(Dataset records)
◇ ◇ ◇

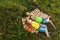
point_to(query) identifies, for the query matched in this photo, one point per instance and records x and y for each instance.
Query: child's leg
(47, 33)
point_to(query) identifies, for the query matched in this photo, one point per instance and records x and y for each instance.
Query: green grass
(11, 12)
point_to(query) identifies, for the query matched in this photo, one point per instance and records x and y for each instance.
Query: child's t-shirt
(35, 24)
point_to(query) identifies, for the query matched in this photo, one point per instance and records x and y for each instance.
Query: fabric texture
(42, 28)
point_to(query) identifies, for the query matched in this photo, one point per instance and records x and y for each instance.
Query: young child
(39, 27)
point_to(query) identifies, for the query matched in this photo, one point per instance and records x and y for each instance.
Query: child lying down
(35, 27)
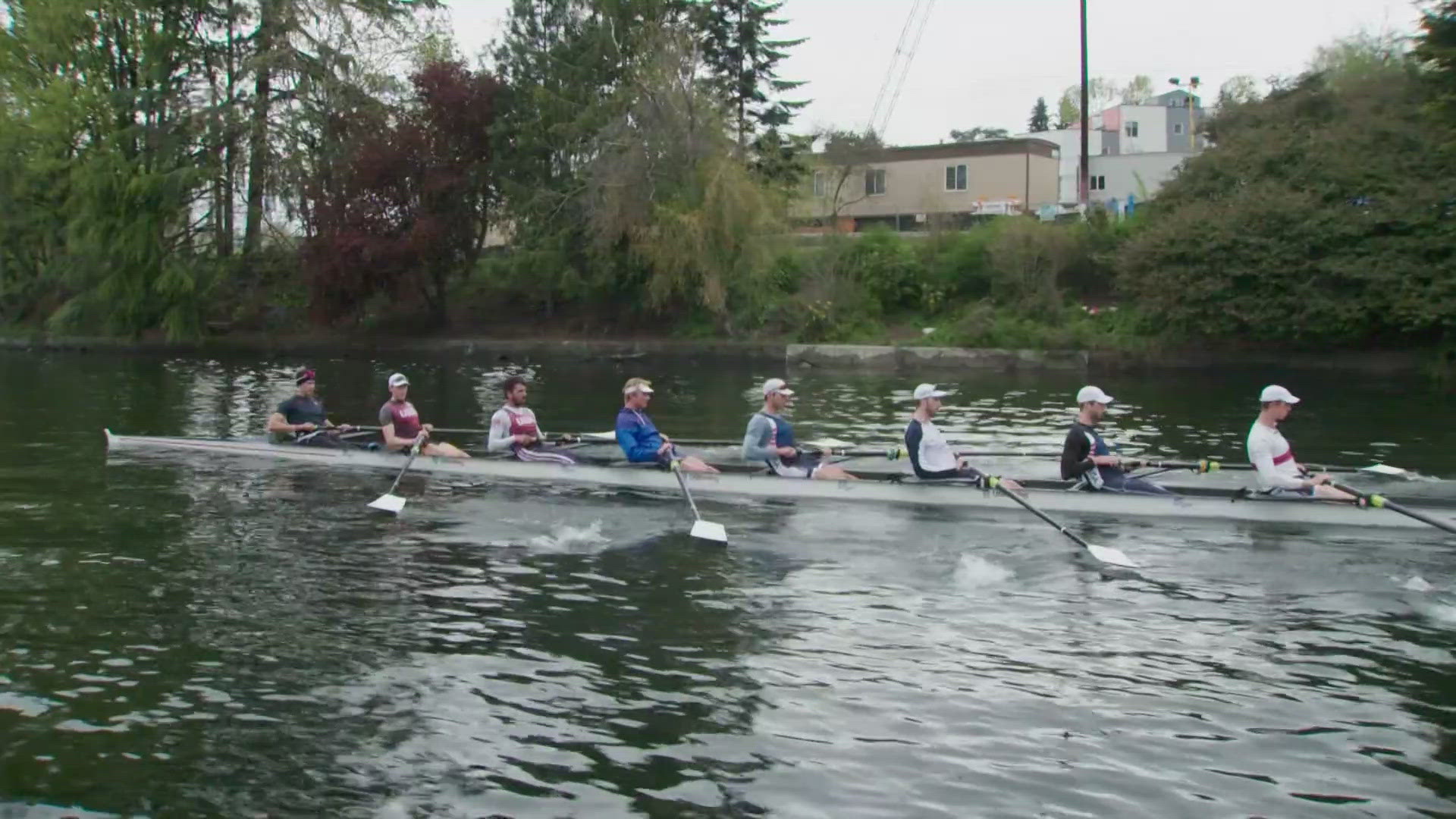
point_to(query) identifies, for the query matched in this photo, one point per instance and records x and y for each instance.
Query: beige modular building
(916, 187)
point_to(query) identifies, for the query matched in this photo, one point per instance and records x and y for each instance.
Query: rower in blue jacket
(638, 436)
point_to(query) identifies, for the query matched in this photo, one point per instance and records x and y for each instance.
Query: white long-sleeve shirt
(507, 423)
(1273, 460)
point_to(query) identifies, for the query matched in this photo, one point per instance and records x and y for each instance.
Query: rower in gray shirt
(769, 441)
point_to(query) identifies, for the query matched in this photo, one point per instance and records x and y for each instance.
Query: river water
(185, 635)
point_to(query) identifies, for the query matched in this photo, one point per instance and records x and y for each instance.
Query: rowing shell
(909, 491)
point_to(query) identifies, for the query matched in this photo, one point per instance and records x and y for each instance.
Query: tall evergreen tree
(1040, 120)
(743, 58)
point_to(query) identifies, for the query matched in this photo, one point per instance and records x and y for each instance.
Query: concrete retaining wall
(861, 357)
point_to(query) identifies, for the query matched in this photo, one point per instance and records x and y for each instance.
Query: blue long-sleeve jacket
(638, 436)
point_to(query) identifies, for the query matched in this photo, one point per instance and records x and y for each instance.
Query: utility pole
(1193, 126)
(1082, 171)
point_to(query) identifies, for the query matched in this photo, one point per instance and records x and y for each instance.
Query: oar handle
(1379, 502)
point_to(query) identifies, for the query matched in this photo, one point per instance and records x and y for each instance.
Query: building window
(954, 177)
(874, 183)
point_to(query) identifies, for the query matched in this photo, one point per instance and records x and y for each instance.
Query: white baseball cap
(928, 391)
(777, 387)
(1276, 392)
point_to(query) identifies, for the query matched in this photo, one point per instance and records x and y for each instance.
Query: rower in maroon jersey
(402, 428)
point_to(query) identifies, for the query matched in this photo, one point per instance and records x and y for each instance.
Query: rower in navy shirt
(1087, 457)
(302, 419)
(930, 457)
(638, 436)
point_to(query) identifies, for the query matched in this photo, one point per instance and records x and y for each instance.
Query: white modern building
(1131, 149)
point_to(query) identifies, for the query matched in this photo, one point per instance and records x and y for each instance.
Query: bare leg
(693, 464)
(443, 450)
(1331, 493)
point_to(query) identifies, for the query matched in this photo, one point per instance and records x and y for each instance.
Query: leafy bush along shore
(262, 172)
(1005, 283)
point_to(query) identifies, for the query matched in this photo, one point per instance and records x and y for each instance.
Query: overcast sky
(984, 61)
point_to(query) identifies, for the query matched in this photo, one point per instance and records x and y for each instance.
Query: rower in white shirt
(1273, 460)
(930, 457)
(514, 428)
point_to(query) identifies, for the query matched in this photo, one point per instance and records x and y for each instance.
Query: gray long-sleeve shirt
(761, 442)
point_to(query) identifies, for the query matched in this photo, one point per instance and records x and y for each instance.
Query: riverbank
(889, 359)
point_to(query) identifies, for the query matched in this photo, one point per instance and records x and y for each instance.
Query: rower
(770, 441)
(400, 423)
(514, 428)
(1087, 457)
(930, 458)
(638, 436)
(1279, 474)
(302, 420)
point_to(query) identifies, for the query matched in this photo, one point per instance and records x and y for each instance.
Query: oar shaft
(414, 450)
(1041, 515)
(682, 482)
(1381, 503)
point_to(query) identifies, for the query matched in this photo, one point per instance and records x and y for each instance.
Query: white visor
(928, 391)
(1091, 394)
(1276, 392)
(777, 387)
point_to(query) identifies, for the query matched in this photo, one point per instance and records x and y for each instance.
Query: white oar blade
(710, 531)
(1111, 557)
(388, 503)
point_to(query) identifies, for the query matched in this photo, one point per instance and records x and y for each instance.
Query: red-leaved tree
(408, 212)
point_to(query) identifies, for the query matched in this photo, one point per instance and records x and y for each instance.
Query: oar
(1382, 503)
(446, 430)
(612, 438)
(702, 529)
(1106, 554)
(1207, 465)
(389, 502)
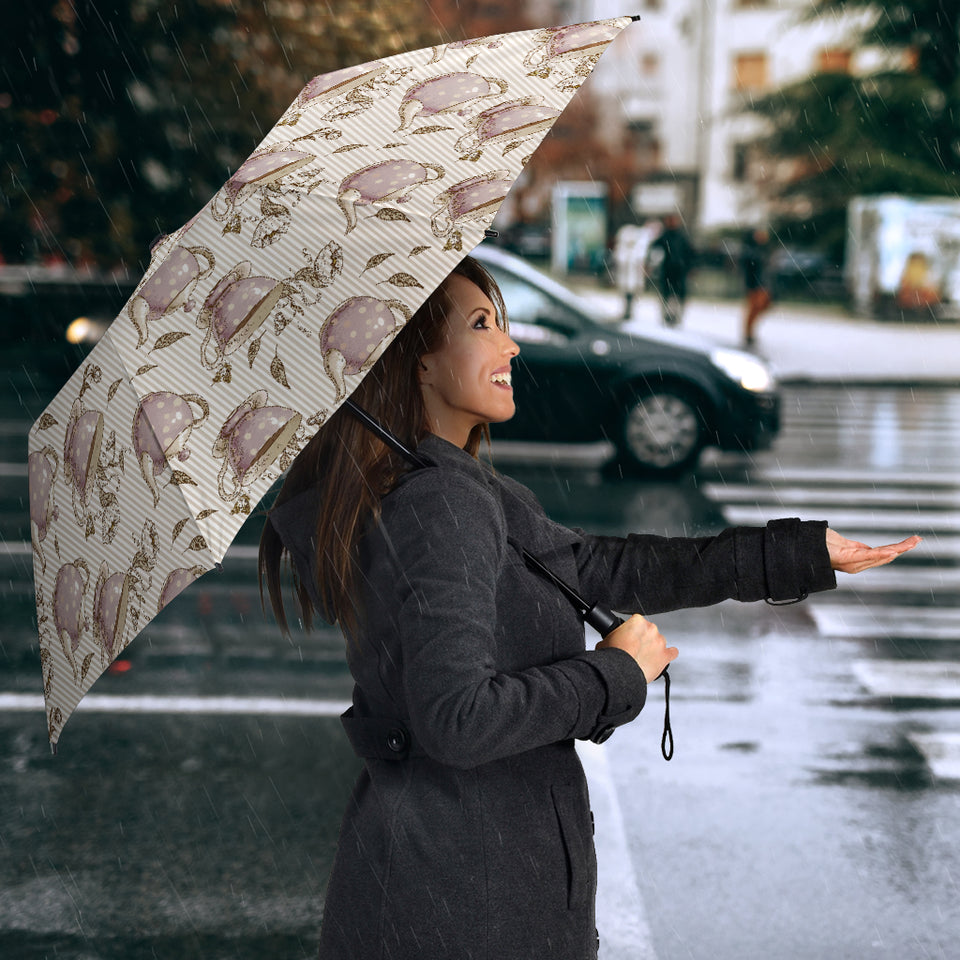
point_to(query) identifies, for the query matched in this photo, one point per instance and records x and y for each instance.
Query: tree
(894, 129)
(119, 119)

◇ ◇ ◇

* Exercise prompt:
None of the pictures should be carried over when the data above is transcribed exactly.

* Your response:
point_to(query) identifies, for the query matched in this photo, one point per instance and records x and y for each instance.
Query: child's leg
(47, 33)
point_to(query) identifies, for the query matched in this photo, one point per instance and records x and y for each instance.
Query: green grass
(11, 12)
point_to(query) identifies, for the query matched in this photo, one point per instance and records x and y for each instance.
Query: child's t-shirt
(35, 24)
point_to(query) identifies, for the query matched in this photo, one point per instance and records x and y for each instance.
Query: fabric texture
(42, 28)
point_to(query) identifies, for the query matched in this photo, one point per instance and records x and y for each instance.
Query: young child
(39, 27)
point_to(query) identifies, for the query matched in this photo, one point per instance and records x and y for each instance.
Query: child lying down
(35, 27)
point_to(query) identifies, for the query matched in this photo, one point per instance and records x and y for each instance.
Query: beige modular building
(916, 187)
point_to(query) identifies, for the query matched in this photo, one point per instance and records x and y for each instance.
Query: rower in blue jacket
(638, 436)
point_to(query) identifies, for the query matched in this photo, one point per instance and records x and y for each instance.
Query: white long-sleeve shirt
(507, 423)
(1273, 460)
point_to(query) identifies, for the query matched in this photo, one point per instance and records x and y for each instance.
Query: rower in gray shirt
(769, 441)
point_to(query) identifies, for the query matched in this photo, one point per instance and records x and y for each instance.
Query: river water
(185, 635)
point_to(query) identifies, for the query matched in this photo, one point per instance and records x and y for each instance.
Query: rowing shell
(909, 491)
point_to(query) identifies, for the query matched in this photo, one point per instance and records x and y for each instance.
Query: tall evergreen tree
(1040, 120)
(743, 58)
point_to(query) identifies, for the query matched in this photo, one point per instance and records x and y for each instance.
Query: concrete retaining wall
(861, 357)
point_to(query) identifies, for the query matched in this photo, one point per instance and records x and y for each instance.
Query: blue long-sleeve jacket
(638, 436)
point_to(query) identifies, for the query matched in this photo, one point per instance and records x and y for each instance.
Query: utility pole
(1193, 126)
(1082, 171)
point_to(query) identifies, for the query matched in this photo, one point per instance and records x and y for each instance.
Query: oar handle
(1379, 502)
point_to(query) identifies, for the query matched in this photo, one point per instance and records x and y for each instance.
Query: building window
(954, 177)
(874, 183)
point_to(query) identifies, for the query matched in this photo, one point per instance and records x and y for each instance.
Query: white baseball cap
(928, 391)
(777, 387)
(1276, 392)
point_to(query) identifies, for the query matched in this photo, one point per instance and records x and y for each instance.
Query: rower in maroon jersey
(402, 428)
point_to(query) identifies, for the query matched in this photo, one point per instance and records x and y for each instance.
Query: rower in navy shirt
(1087, 457)
(302, 419)
(930, 457)
(638, 436)
point_to(query) identifies, for the query matched in this photo, one point per instance and records x and y for each instance.
Query: white modern building
(1131, 149)
point_to(query) identifies, for the query matched in this photo, one point per instance and records x and y for each instance.
Query: bare leg
(693, 464)
(443, 450)
(1331, 493)
point_to(query) identifies, for the query matched in this photo, one point per instance and records x and y for each instance.
Query: leafy bush along shore
(262, 172)
(1005, 283)
point_to(query) identifies, for the query matched in this photo, one point per instance and records x and y for each instance.
Query: overcast sky
(984, 61)
point_to(query) identifies, for the query matched in this photo, one point per instance and records x and y for each instance.
Query: rower in white shirt
(1273, 460)
(930, 457)
(514, 428)
point_to(query) identifies, for the query matched in this photo, one point per instance and records x and y for each instance.
Query: gray long-sleeve shirt
(761, 442)
point_to(query) identifies, for the query matched in this photo, one point per instance and records x and y for each instance.
Query: riverbank
(889, 359)
point_to(query) identifies, for the query matched in this photo, one point per instance and records x and y for each instance.
Query: rower
(770, 441)
(400, 423)
(514, 428)
(1087, 457)
(930, 458)
(638, 436)
(1279, 474)
(302, 420)
point_to(query) identifies, for the query matched in this photo, one point per instance and records x and y for each instance.
Query: oar shaft
(414, 450)
(1041, 515)
(682, 482)
(1381, 503)
point_to(query) identifies, for the query matched in this photo, one point per instance and records x and y for each instance.
Query: white visor
(928, 391)
(1091, 394)
(1276, 392)
(777, 387)
point_to(query) identifies, for the query matched in this photo, one point per instance and records x and y for each instance.
Query: white oar blade
(710, 531)
(1111, 557)
(388, 503)
point_to(query) identifies, for the query matched in this photo, one point per instance and records x and y for each instance.
Query: red-leaved tree
(408, 212)
point_to(query) identifies, for the query matched in this photo, one point per instance and records x and y for each instance.
Query: oar
(1382, 503)
(446, 430)
(612, 438)
(702, 529)
(1106, 554)
(1207, 465)
(389, 502)
point_to(query) identifies, for the query matched in this photo, one point per instance and records x and y for each instance.
Query: tree
(894, 129)
(119, 119)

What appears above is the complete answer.